-- What you are asked to do --
Repeat word for word the line with "[point] van license" and every line after it until the records below run out.

(Location identification entries)
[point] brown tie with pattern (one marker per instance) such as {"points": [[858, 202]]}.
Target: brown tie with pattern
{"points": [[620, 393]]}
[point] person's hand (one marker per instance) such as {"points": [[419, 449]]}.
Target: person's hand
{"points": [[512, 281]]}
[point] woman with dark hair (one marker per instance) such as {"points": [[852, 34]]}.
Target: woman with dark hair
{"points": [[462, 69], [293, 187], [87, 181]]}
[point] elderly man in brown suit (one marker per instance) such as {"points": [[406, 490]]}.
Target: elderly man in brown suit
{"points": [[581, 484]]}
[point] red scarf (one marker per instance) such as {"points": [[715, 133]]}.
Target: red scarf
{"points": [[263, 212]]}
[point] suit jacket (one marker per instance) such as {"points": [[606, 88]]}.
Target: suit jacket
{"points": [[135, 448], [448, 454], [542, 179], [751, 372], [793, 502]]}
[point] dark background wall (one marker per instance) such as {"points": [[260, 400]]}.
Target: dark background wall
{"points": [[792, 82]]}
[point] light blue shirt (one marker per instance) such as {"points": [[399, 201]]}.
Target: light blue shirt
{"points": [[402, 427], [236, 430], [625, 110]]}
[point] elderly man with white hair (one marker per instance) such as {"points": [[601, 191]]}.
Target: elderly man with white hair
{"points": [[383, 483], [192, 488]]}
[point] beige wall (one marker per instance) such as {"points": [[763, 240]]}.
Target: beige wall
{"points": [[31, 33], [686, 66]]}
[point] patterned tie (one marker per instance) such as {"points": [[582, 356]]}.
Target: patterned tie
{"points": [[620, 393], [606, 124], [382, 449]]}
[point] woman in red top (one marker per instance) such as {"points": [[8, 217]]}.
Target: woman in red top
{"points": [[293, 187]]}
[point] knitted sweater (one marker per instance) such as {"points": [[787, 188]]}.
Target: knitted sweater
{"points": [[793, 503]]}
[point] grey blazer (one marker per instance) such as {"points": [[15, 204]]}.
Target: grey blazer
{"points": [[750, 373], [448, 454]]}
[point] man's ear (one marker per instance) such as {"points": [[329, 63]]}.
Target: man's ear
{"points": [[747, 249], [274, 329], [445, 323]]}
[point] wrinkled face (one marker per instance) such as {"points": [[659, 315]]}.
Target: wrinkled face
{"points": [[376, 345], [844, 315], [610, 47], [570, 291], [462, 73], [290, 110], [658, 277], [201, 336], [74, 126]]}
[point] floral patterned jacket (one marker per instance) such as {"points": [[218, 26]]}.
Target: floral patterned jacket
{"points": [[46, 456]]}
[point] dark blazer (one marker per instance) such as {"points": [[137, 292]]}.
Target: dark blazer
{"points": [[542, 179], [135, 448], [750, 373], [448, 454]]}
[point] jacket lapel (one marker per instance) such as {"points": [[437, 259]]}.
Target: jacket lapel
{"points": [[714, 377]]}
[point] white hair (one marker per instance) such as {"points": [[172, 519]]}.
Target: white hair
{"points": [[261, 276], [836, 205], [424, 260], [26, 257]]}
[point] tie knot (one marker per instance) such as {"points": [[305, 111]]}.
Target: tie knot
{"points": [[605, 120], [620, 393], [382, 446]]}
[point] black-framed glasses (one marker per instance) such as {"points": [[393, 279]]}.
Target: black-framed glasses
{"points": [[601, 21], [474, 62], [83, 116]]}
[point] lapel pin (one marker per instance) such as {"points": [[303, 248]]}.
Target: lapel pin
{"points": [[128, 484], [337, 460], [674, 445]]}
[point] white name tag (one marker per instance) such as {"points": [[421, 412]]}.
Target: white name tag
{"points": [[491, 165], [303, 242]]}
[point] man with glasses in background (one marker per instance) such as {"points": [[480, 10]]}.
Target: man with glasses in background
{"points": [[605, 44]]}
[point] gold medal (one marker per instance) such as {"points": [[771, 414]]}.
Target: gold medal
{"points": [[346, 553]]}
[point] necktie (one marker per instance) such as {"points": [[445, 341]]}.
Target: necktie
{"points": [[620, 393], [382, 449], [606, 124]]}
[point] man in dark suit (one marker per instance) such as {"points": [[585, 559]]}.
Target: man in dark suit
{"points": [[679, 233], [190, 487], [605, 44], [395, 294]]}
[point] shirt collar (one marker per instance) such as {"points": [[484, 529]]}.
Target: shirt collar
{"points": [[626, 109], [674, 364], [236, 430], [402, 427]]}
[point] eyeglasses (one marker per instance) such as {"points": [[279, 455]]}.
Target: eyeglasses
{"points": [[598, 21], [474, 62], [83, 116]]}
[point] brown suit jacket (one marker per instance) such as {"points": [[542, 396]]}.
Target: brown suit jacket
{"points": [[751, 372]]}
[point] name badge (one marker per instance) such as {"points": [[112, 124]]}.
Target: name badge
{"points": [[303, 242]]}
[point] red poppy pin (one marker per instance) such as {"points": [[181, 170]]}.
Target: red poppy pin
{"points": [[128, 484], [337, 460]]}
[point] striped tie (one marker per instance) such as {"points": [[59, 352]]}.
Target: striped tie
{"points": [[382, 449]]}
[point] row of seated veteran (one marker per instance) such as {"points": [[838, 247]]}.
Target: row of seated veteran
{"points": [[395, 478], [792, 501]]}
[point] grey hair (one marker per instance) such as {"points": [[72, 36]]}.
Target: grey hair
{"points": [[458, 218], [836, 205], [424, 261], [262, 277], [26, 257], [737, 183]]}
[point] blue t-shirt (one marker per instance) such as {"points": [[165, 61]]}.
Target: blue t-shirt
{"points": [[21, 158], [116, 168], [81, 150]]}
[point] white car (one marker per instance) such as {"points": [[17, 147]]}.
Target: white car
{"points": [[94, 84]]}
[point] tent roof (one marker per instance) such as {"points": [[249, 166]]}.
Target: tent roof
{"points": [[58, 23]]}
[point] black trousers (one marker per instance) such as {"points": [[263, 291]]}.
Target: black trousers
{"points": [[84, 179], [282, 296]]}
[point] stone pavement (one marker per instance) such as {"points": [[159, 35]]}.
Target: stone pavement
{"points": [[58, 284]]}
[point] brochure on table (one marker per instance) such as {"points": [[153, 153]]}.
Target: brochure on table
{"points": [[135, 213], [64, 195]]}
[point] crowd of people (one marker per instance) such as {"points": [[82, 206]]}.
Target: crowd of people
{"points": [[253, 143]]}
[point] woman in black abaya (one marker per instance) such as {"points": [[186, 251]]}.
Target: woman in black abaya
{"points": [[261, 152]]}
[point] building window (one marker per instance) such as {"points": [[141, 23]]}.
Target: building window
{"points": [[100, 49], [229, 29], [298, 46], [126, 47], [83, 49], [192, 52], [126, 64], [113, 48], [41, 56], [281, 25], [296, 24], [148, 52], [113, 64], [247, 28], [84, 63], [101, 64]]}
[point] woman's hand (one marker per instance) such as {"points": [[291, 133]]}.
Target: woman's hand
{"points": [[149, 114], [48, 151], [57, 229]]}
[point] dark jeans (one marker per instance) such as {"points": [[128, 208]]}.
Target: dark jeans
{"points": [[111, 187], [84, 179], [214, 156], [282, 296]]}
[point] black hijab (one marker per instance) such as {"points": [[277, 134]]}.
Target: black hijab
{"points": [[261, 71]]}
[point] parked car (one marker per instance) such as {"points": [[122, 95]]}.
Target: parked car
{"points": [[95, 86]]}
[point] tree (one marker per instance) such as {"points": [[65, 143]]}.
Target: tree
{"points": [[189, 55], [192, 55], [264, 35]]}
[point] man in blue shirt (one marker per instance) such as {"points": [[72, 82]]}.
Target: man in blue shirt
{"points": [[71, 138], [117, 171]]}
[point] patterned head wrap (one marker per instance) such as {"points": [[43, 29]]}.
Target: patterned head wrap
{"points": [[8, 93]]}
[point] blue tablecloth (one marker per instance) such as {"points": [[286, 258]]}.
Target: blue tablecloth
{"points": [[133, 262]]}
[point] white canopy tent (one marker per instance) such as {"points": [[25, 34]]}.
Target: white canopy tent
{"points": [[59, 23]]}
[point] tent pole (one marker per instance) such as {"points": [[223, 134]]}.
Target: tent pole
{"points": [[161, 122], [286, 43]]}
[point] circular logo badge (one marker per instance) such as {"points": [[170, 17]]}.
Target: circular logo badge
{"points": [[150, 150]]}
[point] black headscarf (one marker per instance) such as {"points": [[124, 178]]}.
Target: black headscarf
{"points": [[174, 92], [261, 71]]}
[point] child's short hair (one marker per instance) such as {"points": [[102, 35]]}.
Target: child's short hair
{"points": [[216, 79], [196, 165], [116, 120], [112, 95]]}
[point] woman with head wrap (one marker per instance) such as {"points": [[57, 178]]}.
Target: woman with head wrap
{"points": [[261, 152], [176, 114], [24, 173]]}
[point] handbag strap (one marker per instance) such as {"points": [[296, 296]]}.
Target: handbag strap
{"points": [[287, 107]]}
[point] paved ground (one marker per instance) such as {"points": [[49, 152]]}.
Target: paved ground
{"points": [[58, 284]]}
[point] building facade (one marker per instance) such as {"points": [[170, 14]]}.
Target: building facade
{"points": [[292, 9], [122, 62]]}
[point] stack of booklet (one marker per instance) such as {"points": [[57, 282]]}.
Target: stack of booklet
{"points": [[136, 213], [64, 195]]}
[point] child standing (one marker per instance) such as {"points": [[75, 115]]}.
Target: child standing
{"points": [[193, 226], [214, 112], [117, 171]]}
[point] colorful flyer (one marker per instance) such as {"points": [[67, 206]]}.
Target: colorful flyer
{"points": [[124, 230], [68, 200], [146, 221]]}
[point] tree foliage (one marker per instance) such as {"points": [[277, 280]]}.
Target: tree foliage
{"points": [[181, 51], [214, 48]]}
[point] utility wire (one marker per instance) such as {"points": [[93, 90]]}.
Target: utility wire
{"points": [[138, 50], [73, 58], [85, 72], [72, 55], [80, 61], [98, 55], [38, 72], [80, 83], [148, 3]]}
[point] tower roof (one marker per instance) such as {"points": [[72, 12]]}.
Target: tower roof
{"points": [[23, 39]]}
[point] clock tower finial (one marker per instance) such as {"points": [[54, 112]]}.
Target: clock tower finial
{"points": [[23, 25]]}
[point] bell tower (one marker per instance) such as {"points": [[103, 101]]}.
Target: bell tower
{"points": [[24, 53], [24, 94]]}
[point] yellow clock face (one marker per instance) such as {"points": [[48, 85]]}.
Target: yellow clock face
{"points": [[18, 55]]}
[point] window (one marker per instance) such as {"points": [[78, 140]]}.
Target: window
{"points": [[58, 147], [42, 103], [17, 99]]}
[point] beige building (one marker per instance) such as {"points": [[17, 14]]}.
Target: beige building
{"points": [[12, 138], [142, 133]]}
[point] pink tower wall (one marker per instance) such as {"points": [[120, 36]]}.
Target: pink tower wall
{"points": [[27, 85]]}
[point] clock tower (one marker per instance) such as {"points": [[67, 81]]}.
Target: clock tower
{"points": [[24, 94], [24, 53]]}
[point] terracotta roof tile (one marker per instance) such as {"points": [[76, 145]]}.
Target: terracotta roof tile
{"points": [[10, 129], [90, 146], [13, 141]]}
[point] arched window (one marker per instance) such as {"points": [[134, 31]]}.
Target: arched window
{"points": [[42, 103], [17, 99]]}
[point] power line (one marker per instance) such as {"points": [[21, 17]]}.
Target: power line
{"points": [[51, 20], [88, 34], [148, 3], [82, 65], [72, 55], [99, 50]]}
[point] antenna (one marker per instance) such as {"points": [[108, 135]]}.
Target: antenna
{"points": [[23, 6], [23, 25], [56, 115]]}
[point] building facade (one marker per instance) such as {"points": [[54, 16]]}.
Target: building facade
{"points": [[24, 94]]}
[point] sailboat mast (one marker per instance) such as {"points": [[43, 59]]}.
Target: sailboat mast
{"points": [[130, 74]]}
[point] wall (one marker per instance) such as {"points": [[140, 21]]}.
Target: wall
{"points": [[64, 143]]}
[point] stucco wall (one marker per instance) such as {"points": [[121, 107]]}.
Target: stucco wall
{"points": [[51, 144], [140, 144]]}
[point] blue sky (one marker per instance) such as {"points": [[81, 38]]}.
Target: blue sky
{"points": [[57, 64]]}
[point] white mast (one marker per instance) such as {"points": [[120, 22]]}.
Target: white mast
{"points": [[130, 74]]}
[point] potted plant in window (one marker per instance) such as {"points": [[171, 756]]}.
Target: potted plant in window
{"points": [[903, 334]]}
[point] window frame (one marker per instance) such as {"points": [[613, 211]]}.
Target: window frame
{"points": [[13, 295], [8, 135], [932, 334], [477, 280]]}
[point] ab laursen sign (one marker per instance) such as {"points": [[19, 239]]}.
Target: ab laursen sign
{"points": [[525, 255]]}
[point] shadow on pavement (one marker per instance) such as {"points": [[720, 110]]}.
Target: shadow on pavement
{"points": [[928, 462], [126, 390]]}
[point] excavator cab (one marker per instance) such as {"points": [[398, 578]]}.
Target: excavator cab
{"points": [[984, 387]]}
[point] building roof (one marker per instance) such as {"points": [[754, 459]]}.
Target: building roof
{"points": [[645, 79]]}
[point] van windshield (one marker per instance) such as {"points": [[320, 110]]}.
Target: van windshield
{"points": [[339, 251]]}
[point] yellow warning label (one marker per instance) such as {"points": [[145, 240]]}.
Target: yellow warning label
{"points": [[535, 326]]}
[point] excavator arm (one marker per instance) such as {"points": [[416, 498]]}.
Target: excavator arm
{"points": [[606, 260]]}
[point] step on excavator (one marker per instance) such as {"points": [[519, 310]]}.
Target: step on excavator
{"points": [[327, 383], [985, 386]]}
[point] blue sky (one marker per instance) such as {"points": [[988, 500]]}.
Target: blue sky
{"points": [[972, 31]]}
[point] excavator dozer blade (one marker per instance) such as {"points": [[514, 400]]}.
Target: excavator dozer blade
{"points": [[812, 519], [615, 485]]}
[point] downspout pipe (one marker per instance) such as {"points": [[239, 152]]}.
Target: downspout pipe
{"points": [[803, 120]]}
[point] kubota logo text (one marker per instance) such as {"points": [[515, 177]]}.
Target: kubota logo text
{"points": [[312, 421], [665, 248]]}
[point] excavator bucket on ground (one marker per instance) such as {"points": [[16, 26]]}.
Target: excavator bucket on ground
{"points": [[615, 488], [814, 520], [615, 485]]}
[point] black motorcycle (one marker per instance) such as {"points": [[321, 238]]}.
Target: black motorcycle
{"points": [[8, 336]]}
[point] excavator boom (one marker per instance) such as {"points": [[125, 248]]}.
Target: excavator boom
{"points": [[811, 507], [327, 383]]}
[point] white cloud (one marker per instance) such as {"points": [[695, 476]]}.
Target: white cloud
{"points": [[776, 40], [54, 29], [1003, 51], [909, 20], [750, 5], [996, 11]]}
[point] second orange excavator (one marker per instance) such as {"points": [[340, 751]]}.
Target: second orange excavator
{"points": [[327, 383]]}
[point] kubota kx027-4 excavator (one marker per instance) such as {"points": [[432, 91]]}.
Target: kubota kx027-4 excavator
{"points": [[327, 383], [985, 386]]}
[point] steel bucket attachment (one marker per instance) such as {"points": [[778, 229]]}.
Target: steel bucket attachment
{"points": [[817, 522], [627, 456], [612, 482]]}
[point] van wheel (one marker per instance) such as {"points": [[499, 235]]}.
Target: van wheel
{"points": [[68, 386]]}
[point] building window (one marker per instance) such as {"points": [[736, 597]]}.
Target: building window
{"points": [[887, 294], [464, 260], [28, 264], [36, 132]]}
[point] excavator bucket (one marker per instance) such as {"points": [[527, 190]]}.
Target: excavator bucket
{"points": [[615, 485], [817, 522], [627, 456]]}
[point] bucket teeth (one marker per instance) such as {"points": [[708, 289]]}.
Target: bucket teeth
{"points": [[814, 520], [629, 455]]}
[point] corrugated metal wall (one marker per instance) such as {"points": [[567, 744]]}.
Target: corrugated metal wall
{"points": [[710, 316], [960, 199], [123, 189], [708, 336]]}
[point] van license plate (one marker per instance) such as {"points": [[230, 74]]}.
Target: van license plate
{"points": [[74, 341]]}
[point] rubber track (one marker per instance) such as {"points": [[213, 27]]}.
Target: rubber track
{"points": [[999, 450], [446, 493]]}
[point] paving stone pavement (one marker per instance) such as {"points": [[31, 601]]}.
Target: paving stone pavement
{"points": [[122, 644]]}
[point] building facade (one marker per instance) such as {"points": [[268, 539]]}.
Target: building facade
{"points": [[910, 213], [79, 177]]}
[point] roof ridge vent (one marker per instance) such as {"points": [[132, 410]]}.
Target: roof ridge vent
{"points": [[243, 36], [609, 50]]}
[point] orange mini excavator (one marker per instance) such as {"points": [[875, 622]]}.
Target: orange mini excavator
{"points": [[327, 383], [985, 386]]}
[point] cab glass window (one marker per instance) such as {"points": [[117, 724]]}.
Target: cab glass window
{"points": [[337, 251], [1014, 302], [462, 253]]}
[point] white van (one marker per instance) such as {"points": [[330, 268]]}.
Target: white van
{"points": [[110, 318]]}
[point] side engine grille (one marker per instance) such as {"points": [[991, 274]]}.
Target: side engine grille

-- Result for this task --
[point] van license plate (one marker per instance) such as {"points": [[230, 74]]}.
Target: van license plate
{"points": [[74, 341]]}
[point] rubber track (one marker per instance) such as {"points": [[213, 27]]}.
Target: rubber track
{"points": [[999, 450], [446, 493]]}
[point] paving stone pavement (one marker per instance) such as {"points": [[31, 601]]}.
Target: paving stone pavement
{"points": [[122, 644]]}
[point] building facade (one marker per instance) such as {"points": [[268, 539]]}.
Target: building facade
{"points": [[910, 213], [79, 177]]}
[point] roof ridge vent (one marker per instance) such as {"points": [[132, 410]]}.
Target: roof ridge vent
{"points": [[243, 36], [609, 50]]}
[point] orange mini excavator (one marker per instance) such as {"points": [[875, 622]]}.
Target: orange mini excavator
{"points": [[327, 383], [985, 386]]}
[point] cab glass window (one marker per instance) such as {"points": [[117, 724]]}.
Target: cab glass window
{"points": [[337, 251], [1014, 302], [462, 253]]}
[point] white van (one marker per instance) such as {"points": [[330, 268]]}.
Target: white van
{"points": [[110, 318]]}
[point] side engine grille (one marker per instance) such as {"points": [[991, 274]]}.
Target: side engine grille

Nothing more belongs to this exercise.